Text passage:

▶

But my point was merely that a program whose behavior is undefined
really can behave in strange, surprising, and even seemingly
inconsistent ways. The fact that INT_MAX + 1 might evaluate to
INT_MIN on most systems doesn't mean you can depend on that, even on
such systems. The details of why it behaves in a particular way were
not relevant either to that point, or to the C language.
As you did with the missing ...

Huh? The missing *what*?

I'm sure you were trying to make some point, but I'm at a loss to
understand what it was. Can you explain more clearly?
 
F

Flash Gordon

Keith said:
peter koch said:
[...]> But i++ is inherently safe - at least on most common archtectures. And
certainly there's nothing complicated going on, it is obvious what
happens.
[...]

No, it's not inherently safe.

int i = INT_MAX;
i++;

The "i++" in the above invokes undefined behavior. Perhaps you're
thinking that it will wrap around to INT_MIN, but the standard doesn't
guarantee that.
Yes. That was why I added the disclaimer "on most common
architectures".

But even on an architecture on which the operation itself is "safe",
an optimizing compiler is free to rearrange the code based on the
assumption that no undefined behavior occurs.

Consider the following program:

#include <limits.h>
#include <stdlib.h>
#include <stdio.h>

int ident(int i)
{
if (rand() < 0) return 42;
else return i;
}

int main(void)
{
int i = ident(INT_MAX);
int j = i + 1;
if (i < j) fputs("Yes ", stdout);
else fputs("No ", stdout);
if (ident(i) < ident(j)) puts("Yes");
else puts("No");
return 0;
}


The ident() function is designed to return its argument value while
being too difficult for the compiler to analyze.

That's a good one.
When I compile this with "gcc -O0" or "gcc -O1", it prints "No No".
When I compile it with "gcc -O2", it prints "Yes No". When I compile
it with "gcc -O3", it prints "Yes Yes" (I'm not quite sure how that
happens).

As soon as you invoke undefined behavior, all bets are off.

Hmm. I get "No No" with "gcc -O3" on one of my machines but "Yes No" on
another, which just goes to show it varies between versions of compilers
as well (something we already knew could happen).
 
C

CBFalconer

Keith said:
.... snip ...

But even on an architecture on which the operation itself is
"safe", an optimizing compiler is free to rearrange the code
based on the assumption that no undefined behavior occurs.

Consider the following program:

#include <limits.h>
#include <stdlib.h>
#include <stdio.h>

int ident(int i)
{
if (rand() < 0) return 42;
else return i;
}

int main(void)
{
int i = ident(INT_MAX); /* added lnos = 13 */
int j = i + 1; /* 14 */
if (i < j) fputs("Yes ", stdout); /* 15 */
else fputs("No ", stdout); /* 16 */
if (ident(i) < ident(j)) puts("Yes"); /* 17 */
else puts("No"); /* 18 */
return 0;
}

The ident() function is designed to return its argument value
while being too difficult for the compiler to analyze.

◀

Dataset:
▶

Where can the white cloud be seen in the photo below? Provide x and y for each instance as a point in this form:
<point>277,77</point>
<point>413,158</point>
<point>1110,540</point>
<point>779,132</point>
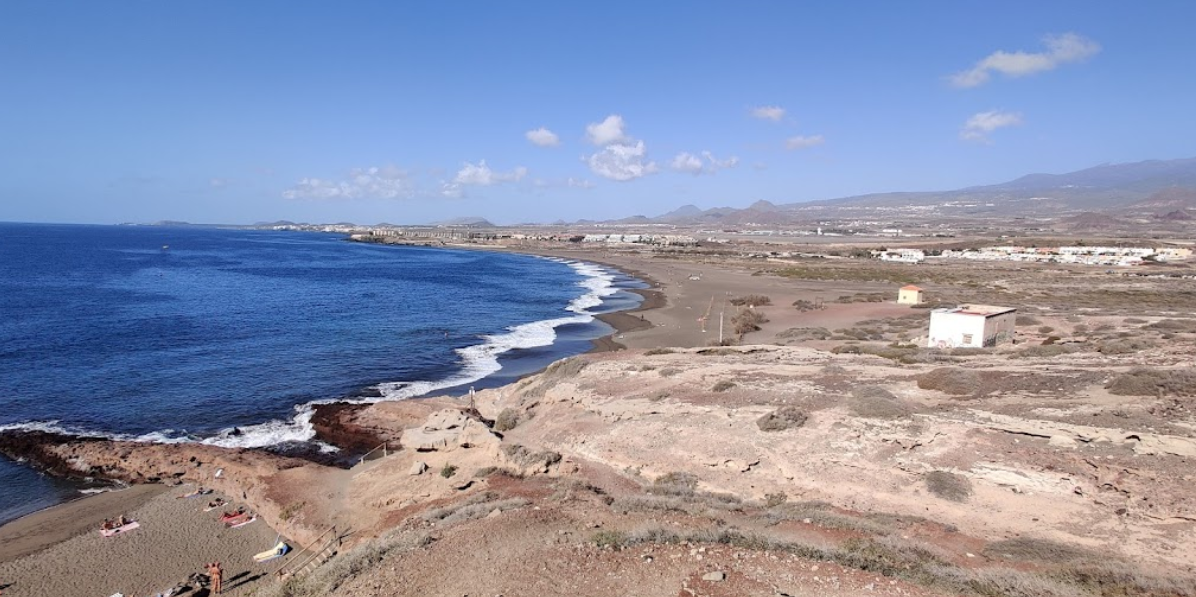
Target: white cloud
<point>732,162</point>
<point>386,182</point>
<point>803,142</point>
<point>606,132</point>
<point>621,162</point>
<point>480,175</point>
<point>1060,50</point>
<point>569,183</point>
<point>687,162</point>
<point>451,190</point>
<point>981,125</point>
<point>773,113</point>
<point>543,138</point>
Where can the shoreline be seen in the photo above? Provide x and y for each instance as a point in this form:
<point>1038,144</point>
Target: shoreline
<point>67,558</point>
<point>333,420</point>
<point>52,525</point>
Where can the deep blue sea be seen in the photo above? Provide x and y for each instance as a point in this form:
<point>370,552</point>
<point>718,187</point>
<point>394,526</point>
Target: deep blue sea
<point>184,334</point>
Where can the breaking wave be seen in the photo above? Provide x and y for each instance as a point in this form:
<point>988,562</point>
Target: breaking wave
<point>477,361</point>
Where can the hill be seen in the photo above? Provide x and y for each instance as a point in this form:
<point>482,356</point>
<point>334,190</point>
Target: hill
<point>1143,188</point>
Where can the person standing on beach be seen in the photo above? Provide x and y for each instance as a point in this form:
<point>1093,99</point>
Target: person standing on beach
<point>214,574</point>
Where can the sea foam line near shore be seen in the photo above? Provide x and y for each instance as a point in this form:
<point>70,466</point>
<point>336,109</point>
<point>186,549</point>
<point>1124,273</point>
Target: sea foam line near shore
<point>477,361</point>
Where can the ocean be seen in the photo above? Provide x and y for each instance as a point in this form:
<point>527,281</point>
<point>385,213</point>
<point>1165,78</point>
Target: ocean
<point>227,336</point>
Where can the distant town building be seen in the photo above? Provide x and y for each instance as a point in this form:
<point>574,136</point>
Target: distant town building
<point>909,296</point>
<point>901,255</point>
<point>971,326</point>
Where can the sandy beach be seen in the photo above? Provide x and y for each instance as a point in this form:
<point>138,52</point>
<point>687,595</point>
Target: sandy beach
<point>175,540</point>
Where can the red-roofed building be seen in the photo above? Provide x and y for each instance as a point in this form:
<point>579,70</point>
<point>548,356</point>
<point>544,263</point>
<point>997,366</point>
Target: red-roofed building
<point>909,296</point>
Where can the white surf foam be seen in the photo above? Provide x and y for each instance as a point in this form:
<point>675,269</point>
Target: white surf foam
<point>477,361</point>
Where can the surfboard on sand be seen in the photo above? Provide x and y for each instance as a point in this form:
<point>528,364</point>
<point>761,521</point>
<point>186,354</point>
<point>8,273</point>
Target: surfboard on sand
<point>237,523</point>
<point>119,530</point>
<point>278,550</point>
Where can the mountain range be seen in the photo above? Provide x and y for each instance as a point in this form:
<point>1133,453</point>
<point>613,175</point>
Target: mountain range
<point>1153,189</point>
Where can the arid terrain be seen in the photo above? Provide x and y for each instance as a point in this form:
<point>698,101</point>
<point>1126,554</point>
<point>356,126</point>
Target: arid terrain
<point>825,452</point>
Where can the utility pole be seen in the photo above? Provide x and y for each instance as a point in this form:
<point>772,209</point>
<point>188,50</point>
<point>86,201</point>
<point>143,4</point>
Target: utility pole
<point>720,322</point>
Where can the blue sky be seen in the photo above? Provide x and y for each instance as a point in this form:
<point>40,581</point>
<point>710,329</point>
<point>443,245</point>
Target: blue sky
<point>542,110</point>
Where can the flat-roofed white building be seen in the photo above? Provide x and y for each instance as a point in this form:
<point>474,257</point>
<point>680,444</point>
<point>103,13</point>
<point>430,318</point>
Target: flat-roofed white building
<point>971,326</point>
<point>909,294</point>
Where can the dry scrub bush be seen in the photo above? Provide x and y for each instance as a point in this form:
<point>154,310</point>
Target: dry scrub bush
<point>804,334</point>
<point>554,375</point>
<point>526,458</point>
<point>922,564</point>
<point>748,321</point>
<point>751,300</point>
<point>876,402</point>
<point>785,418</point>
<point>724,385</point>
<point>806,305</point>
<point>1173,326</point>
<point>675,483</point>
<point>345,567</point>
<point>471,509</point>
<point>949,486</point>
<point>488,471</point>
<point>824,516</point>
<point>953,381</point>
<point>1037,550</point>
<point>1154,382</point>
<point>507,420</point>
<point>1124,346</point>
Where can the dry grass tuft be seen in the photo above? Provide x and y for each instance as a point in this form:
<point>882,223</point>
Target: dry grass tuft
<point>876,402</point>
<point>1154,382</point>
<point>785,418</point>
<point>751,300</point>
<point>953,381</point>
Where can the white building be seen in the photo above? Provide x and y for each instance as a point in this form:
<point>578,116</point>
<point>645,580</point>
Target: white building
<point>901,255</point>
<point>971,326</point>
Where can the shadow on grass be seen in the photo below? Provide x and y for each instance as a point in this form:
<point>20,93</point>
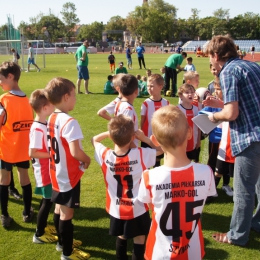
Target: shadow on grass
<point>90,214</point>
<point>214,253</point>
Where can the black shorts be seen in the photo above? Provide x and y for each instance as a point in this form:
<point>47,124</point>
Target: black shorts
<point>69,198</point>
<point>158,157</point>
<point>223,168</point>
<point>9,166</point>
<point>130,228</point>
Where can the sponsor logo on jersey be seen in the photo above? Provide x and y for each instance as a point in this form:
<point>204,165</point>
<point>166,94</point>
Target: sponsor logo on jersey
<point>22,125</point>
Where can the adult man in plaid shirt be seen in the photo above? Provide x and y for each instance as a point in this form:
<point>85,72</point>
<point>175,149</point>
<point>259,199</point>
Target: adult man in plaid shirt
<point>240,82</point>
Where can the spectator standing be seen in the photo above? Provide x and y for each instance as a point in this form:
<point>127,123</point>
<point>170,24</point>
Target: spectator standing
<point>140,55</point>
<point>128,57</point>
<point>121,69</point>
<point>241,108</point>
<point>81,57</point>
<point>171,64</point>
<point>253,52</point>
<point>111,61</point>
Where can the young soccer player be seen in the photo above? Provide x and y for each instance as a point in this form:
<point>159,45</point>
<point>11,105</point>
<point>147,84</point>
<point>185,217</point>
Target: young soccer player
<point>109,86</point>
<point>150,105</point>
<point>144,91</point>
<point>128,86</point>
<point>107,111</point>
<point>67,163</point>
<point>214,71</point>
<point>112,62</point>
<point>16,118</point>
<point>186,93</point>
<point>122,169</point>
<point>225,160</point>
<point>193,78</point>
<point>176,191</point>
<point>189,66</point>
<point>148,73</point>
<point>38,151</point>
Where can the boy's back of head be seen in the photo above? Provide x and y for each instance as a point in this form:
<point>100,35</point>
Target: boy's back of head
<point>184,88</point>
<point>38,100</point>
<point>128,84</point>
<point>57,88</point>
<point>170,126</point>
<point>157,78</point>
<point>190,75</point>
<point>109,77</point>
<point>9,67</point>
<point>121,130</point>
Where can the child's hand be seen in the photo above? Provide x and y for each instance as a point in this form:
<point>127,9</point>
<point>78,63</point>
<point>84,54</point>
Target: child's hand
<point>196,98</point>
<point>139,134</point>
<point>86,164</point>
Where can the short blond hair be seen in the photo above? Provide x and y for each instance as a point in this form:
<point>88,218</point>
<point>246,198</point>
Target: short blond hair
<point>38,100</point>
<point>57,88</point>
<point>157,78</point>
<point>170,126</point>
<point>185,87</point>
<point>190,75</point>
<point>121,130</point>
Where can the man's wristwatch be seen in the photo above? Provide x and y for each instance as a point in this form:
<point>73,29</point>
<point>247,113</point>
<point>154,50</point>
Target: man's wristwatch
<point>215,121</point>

◀

Task set:
1 - Give every gcc command-line invocation, with its optimization flag, that the integer-overflow thread reports compiling the example program with.
2 - Extend the integer-overflow thread with the next portion of the discussion, picking up right after its final sentence.
The lines have no role in any of this.

Expected outputs:
1 - "gcc -O0", "gcc -O1", "gcc -O2", "gcc -O3"

2 -
When I compile this with "gcc -O0" or "gcc -O1", it prints "No
No". When I compile it with "gcc -O2", it prints "Yes No". When
I compile it with "gcc -O3", it prints "Yes Yes" (I'm not quite
sure how that happens).

7.20.2.1 The rand function
Synopsis

[#1]
#include <stdlib.h>
int rand(void);

Description

[#2] The rand function computes a sequence of pseudo-random
integers in the range 0 to RAND_MAX.

[#3] The implementation shall behave as if no library
function calls the rand function.

Note p. 2. rand never returns a negative value. So, in line 13, i
is set to INT_MAX. In line 14, overflow occures and the result is
undefined behaviour. gcc can assume no overflow occurs in
optimization, so it can assume that i < i + 1. I believe you will
find gcc is making different assumptions (or acting on them)
depending on the optimization mode.
 
J

jameskuyper

Rainer said:
Since the C-standard doesn't 'guarantee' anything,

It guarantees a great many things about how code will be processed by
a conforming implementation. It doesn't guarantee that there are any
such implementations, but that's a separate issue.
... that's hardly a
surprise. It's a definition of 'requirements' (for conforming
implementations).

Any requirement imposed on a conforming implementation constitutes a
guarantee that a user of an implementation which claims to be
conforming is entitled to rely upon.
But this digression into yet another back alley
doesn't change the fact that something which is not defined has no
properties known to anyone

The point you keep missing is that in the C standard, "undefined
behavior" is a piece of technical jargon that has been given a
meaning, in the context of the C standard, different from the ordinary
English usage of "behavior that is not defined". In the context of the
C standard, "undefined behavior" means behavior that the C standard
does not define. This includes behavior that IS defined by other
documents, whose properties ARE known by those familiar with those
other documents.
... (And I can provide, provided I am not
getting tired of this earlier, semantically equivalent variants of 'we
know nothing about it' until everyone with at least half a brain has
understood that you are playing dumb on purpose).

Saying that "we know nothing about it", when in fact a great many
people do know something about it, sounds to me like "playing dumb on
purpose".

....
[clippage restored]
That's an ... interesting ... place that you chose to clip my comment.
It makes my comment seem far less relevant than it actually is. If
that was a way of implicitly disagreeing with my assertion that they
are conforming, I'd prefer to see an argument rebutting that
assertion.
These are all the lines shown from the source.